## Short exercise
Return each line of the data below that contains the word "pale", treating uppercase and lowercase letters as distinct.

***** Data rows *****

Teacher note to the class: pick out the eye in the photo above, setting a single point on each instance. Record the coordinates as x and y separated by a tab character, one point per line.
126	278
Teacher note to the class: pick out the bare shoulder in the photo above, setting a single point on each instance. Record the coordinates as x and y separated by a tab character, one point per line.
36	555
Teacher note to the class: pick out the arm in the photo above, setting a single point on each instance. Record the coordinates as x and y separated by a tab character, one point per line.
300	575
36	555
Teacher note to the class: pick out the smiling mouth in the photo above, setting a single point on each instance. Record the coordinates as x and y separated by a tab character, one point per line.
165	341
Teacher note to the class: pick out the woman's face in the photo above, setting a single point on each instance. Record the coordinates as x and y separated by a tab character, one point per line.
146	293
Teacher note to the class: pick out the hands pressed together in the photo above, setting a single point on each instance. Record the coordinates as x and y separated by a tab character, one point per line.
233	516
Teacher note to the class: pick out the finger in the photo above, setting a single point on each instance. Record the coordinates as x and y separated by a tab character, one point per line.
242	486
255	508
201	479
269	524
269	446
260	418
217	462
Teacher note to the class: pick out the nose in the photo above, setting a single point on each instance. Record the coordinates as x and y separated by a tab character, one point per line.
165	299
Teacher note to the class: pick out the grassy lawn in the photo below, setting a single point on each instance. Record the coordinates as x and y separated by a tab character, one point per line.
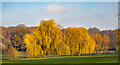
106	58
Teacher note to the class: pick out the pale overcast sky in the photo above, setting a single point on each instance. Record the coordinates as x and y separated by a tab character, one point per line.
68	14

*****
***** Data rows *****

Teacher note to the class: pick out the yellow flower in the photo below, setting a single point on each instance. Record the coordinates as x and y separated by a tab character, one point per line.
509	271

*****
***** Data rows *****

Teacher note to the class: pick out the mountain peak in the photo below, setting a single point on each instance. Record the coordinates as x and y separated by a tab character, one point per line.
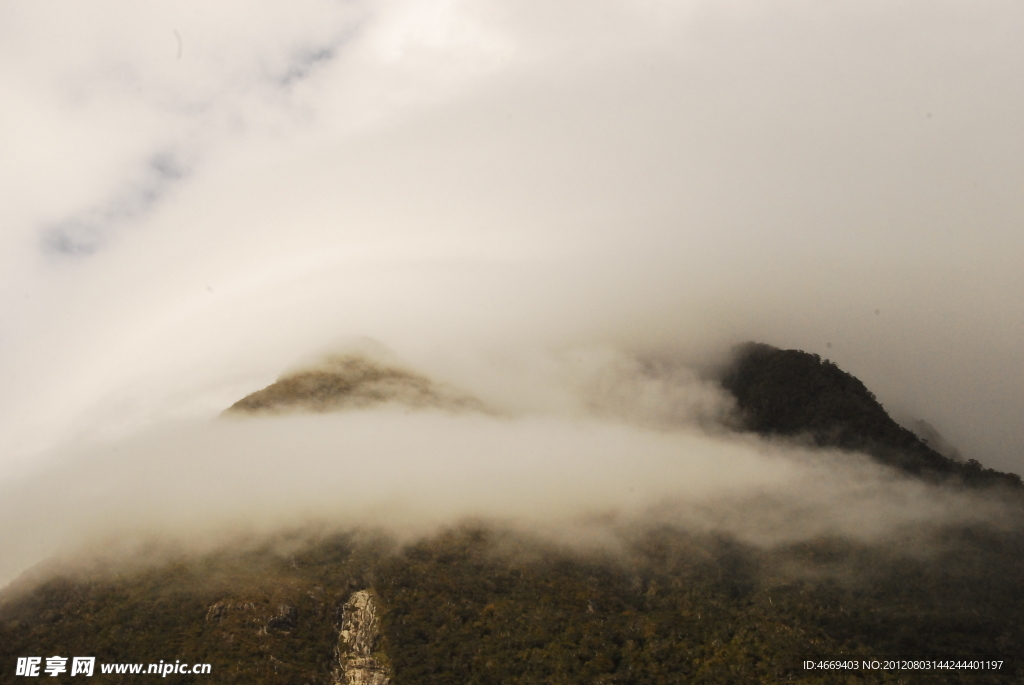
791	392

*****

## Written solution
Teacher note to the class: pick out the pale overcast sky in the photo above, setting a single point on each instance. Record the coordinates as x and y separated by a tab character, one point per line.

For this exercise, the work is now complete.